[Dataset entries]
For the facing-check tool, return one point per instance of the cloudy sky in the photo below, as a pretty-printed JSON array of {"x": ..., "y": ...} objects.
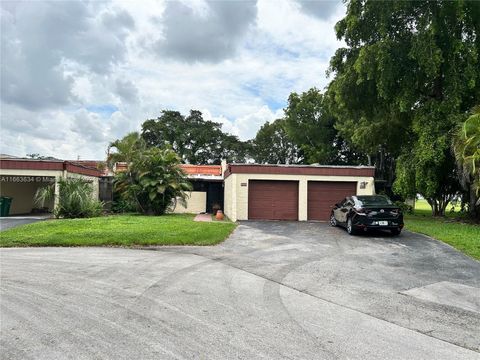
[{"x": 76, "y": 75}]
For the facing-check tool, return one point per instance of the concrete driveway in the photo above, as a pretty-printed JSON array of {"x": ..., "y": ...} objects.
[{"x": 273, "y": 290}]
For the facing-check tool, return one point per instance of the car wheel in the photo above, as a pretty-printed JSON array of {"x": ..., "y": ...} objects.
[
  {"x": 395, "y": 232},
  {"x": 350, "y": 228},
  {"x": 333, "y": 221}
]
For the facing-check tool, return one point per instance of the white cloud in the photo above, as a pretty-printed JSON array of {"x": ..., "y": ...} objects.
[{"x": 77, "y": 75}]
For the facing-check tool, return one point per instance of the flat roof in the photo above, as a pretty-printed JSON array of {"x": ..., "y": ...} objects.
[
  {"x": 49, "y": 165},
  {"x": 330, "y": 170}
]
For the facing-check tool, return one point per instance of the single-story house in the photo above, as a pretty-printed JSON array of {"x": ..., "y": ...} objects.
[
  {"x": 243, "y": 191},
  {"x": 20, "y": 178},
  {"x": 291, "y": 192}
]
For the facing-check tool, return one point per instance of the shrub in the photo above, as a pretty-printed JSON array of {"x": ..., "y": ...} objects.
[{"x": 153, "y": 180}]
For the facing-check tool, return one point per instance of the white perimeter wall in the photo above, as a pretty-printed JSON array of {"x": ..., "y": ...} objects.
[{"x": 196, "y": 203}]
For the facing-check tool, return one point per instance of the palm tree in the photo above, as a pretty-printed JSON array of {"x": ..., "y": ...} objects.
[{"x": 466, "y": 146}]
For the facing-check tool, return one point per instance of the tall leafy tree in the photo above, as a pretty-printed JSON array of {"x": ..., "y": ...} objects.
[
  {"x": 126, "y": 149},
  {"x": 272, "y": 145},
  {"x": 310, "y": 125},
  {"x": 194, "y": 139},
  {"x": 398, "y": 87},
  {"x": 153, "y": 181},
  {"x": 466, "y": 147}
]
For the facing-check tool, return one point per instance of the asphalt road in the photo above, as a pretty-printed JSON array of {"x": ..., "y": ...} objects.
[{"x": 272, "y": 290}]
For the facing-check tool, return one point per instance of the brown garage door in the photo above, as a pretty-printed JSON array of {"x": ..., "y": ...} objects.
[
  {"x": 323, "y": 194},
  {"x": 272, "y": 200}
]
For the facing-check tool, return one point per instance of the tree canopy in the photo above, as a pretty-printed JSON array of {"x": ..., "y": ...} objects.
[
  {"x": 407, "y": 77},
  {"x": 309, "y": 123},
  {"x": 272, "y": 145},
  {"x": 194, "y": 139}
]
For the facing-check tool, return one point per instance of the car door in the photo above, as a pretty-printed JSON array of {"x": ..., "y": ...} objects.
[
  {"x": 344, "y": 210},
  {"x": 339, "y": 211}
]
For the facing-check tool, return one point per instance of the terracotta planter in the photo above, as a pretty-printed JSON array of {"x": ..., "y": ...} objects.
[{"x": 219, "y": 215}]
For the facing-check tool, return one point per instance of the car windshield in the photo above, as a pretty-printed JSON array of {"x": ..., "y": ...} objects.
[{"x": 373, "y": 200}]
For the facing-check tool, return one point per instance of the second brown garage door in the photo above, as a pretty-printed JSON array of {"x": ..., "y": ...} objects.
[
  {"x": 323, "y": 194},
  {"x": 272, "y": 200}
]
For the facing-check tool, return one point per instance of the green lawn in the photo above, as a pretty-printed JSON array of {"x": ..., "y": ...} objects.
[
  {"x": 118, "y": 230},
  {"x": 462, "y": 236}
]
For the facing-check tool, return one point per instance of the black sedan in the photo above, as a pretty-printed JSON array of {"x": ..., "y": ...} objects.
[{"x": 357, "y": 213}]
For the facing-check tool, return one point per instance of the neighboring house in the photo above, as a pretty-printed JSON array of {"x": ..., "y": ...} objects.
[{"x": 20, "y": 178}]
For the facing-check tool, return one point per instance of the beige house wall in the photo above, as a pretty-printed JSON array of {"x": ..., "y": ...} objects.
[
  {"x": 236, "y": 191},
  {"x": 196, "y": 203}
]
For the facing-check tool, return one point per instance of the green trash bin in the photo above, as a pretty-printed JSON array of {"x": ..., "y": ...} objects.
[{"x": 5, "y": 202}]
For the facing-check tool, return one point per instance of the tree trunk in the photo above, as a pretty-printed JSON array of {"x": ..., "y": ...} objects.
[{"x": 473, "y": 209}]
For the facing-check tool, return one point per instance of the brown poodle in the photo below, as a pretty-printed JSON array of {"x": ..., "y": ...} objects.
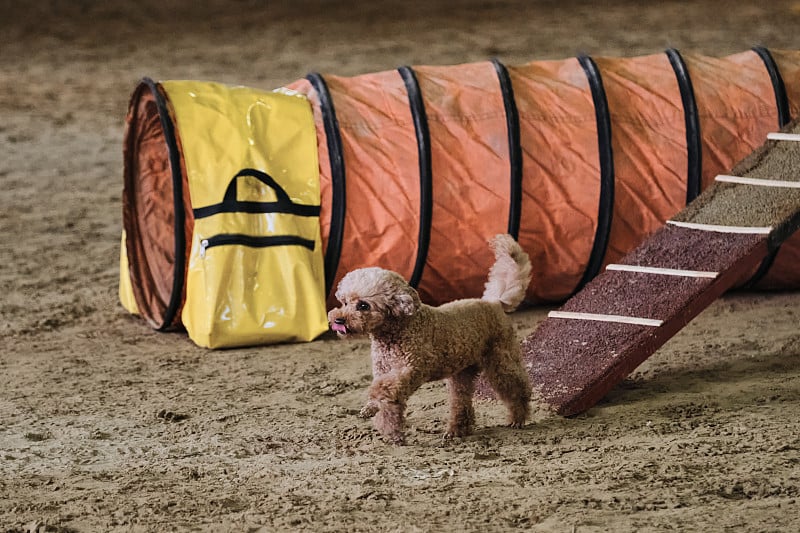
[{"x": 413, "y": 343}]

> **EXERCISE**
Output the entries above verbatim, leaving out images.

> **RESPONSE TO THE TASK**
For the facing-check tool, return one point per instance of the cloudy sky in the photo below, as a pretty-printed JSON array of {"x": ..., "y": ...} objects.
[{"x": 76, "y": 75}]
For the facing-check tool, return one point per instance of the concrete driveway in the photo above, as a pretty-printed JSON array of {"x": ..., "y": ...} objects.
[{"x": 273, "y": 290}]
For the facing-check tool, return one point per instance of the car wheel in the photo above, as a pretty-printed JSON array of {"x": ..., "y": ...} objects.
[
  {"x": 395, "y": 232},
  {"x": 350, "y": 228},
  {"x": 333, "y": 221}
]
For the facing-check tool, return one point per instance of the white cloud in the photo above, as a pretty-printed JSON array of {"x": ..., "y": ...} objects.
[{"x": 77, "y": 75}]
For the facing-check tool, return one point per instance of the flat roof in the photo above, as a pretty-printed JSON array of {"x": ..., "y": ...} objects.
[
  {"x": 49, "y": 165},
  {"x": 330, "y": 170}
]
For the facing-check tool, return one point per instance of the single-story house in the photo above, as a pretty-printed JSON array of {"x": ..., "y": ...} objects.
[
  {"x": 243, "y": 191},
  {"x": 20, "y": 178},
  {"x": 291, "y": 192}
]
For the facing-check tool, return one point per instance of the shrub in the photo above, as a pretty-printed JSON array of {"x": ..., "y": ...} objects.
[{"x": 153, "y": 180}]
For the facing-check tool, return one point per instance of the white perimeter wall in the photo above, as a pretty-printed JSON array of {"x": ..., "y": ...} objects.
[{"x": 196, "y": 203}]
For the facing-check tool, return one point per instance of the palm tree in the photo above, as a pretty-printed JSON array of {"x": ..., "y": ...} objects.
[{"x": 466, "y": 146}]
For the facing-check tool, return one point per instance of the tall leafy tree in the photo above, as a pretty-printed JSON array of {"x": ..., "y": ...} objects.
[
  {"x": 126, "y": 149},
  {"x": 272, "y": 145},
  {"x": 310, "y": 125},
  {"x": 194, "y": 139},
  {"x": 398, "y": 87},
  {"x": 153, "y": 181},
  {"x": 466, "y": 147}
]
For the facing-check tool, return one point per instance of the asphalt road in the photo above, as a pretty-printed JSON array of {"x": ..., "y": ...} objects.
[{"x": 272, "y": 290}]
For the facing-check tool, return one point per instance of the brown garage door in the photo above, as a pretty-printed JSON array of {"x": ..., "y": ...} objects.
[
  {"x": 323, "y": 194},
  {"x": 272, "y": 200}
]
For the facing-check tool, return one point per instance of the tree canopy in the photo above, as a pretty-printed JSON array of {"x": ..., "y": ...} objects.
[
  {"x": 407, "y": 77},
  {"x": 309, "y": 123},
  {"x": 272, "y": 145},
  {"x": 194, "y": 139}
]
For the facing-check tool, return one point per instance of the car door in the photo above, as a pretty-printed JSON array of {"x": ..., "y": ...} objects.
[
  {"x": 344, "y": 210},
  {"x": 339, "y": 211}
]
For the facing-check tool, return one point per instance of the terracotta planter in the photo above, as a pretty-printed JSON array of {"x": ..., "y": ...} objects.
[{"x": 219, "y": 215}]
For the facing-check tool, return one point per instance of the car windshield in the photo above, as a pretty-printed JSON array of {"x": ..., "y": ...} objects.
[{"x": 373, "y": 200}]
For the facing-check tool, return one point per instance of the second brown garage door in the photo above, as a pretty-printed JSON array of {"x": ..., "y": ...} objects.
[
  {"x": 323, "y": 194},
  {"x": 272, "y": 200}
]
For the facing-check tool, return one point per instance of the green lawn in the photo above, as a pretty-printed JSON array of {"x": ..., "y": ...} objects.
[
  {"x": 118, "y": 230},
  {"x": 462, "y": 236}
]
For the facing-check tool, return one point per instance of the black sedan in the photo above, as a pretty-printed JSON array of {"x": ..., "y": ...} objects.
[{"x": 357, "y": 213}]
For the facing-check tool, return one point per instance of the neighboring house in the photo above, as a pretty-printed JSON array of {"x": ..., "y": ...} objects.
[{"x": 20, "y": 178}]
For the facing-check tool, return one point per instance of the beige house wall in the photo above, as a pretty-printed JSON array of {"x": ..., "y": ...} objects.
[
  {"x": 236, "y": 191},
  {"x": 196, "y": 203}
]
For the facing-check tool, return one point per instance of the green trash bin in the photo above, as a pretty-printed JSON array of {"x": ..., "y": ...} objects.
[{"x": 5, "y": 202}]
For the facing-check tool, return one point per instance of the tree trunk in the photo above, as a pretty-printed JSON array of {"x": ..., "y": ...} objects.
[{"x": 473, "y": 209}]
For the facing-check tool, return one point per instance of the brown poodle in the photo below, as a pretty-printed JSON array of {"x": ..., "y": ...} objects.
[{"x": 413, "y": 343}]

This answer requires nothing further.